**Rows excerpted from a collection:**
========================================
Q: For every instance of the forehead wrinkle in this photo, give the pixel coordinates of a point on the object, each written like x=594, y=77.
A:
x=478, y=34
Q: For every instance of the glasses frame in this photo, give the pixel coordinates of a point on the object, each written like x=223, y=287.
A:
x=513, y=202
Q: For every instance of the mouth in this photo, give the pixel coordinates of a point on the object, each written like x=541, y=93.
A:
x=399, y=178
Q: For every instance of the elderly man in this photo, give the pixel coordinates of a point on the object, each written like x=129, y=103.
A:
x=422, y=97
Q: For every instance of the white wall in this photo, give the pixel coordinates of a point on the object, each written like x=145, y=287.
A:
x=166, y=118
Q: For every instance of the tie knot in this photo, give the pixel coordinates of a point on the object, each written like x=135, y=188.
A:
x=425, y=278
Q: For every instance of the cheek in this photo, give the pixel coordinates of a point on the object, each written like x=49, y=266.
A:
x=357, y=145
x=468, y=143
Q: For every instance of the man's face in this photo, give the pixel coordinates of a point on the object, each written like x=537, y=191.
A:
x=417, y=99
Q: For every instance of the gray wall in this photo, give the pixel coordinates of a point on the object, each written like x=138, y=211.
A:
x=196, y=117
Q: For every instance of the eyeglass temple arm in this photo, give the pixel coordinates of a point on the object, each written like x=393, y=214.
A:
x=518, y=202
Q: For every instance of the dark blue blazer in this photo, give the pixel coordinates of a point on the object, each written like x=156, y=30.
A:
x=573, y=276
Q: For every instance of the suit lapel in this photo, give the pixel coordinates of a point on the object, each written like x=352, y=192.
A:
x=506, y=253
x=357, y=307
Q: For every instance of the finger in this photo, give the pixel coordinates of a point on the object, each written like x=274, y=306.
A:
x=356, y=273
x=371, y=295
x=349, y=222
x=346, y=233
========================================
**Requirement:** Convert every line of the rows above into a Markdown table with two columns, No. and Line, giving each line a number and leaving out any blank lines.

**Written solution:**
| No. | Line |
|---|---|
| 1 | Q: For every instance of the forehead wrinkle in this photo, give the pixel coordinates of a point on the object, each written like x=594, y=77. |
| 2 | A: |
| 3 | x=478, y=34 |
| 4 | Q: For every instance of the glasses frame in this photo, give the pixel coordinates of a point on the object, each written like x=223, y=287. |
| 5 | A: |
| 6 | x=513, y=202 |
| 7 | Q: For every instance of the mouth in this photo, give the pixel coordinates of a point on the object, each written like x=541, y=93. |
| 8 | A: |
| 9 | x=399, y=178 |
| 10 | Q: For every instance of the elderly man in this photo, give the pixel coordinates of a point on the object, each written like x=129, y=103. |
| 11 | A: |
| 12 | x=422, y=97 |
| 13 | Q: For every instance of the white wall in this photo, give the pixel coordinates of a point on the object, each written like x=145, y=287. |
| 14 | A: |
| 15 | x=166, y=118 |
| 16 | Q: For every instance of the tie knot in this photo, give the pixel coordinates of a point on the object, each written like x=135, y=188. |
| 17 | A: |
| 18 | x=425, y=278 |
| 19 | Q: For every instance of the cheek in this photo, give the pixel coordinates of a point on the object, each written like x=49, y=266. |
| 20 | A: |
| 21 | x=357, y=145 |
| 22 | x=468, y=143 |
| 23 | Q: For every instance of the man's face in this photo, give the pixel coordinates of a point on the object, each written like x=537, y=191. |
| 24 | A: |
| 25 | x=417, y=99 |
| 26 | Q: For every instance of the gray wall in this photo, give the pixel coordinates of a point on the object, each written like x=138, y=211. |
| 27 | A: |
| 28 | x=196, y=117 |
| 29 | Q: For every instance of the eyeglass temple arm in this photo, give the pixel coordinates of a point on the object, each written like x=393, y=214. |
| 30 | A: |
| 31 | x=518, y=202 |
| 32 | Q: For every instance of the dark blue blazer in this photo, give the pixel coordinates of a point on the object, each written like x=156, y=30. |
| 33 | A: |
| 34 | x=573, y=276 |
| 35 | Q: For every instance of the suit lapel in this photo, give the pixel coordinates of a point on the object, each written like x=352, y=192. |
| 36 | A: |
| 37 | x=506, y=253 |
| 38 | x=357, y=307 |
| 39 | Q: For every instance of the finger in this photo, give the pixel coordinates of a point on the object, each written like x=274, y=306. |
| 40 | A: |
| 41 | x=356, y=273 |
| 42 | x=371, y=295 |
| 43 | x=349, y=222 |
| 44 | x=346, y=233 |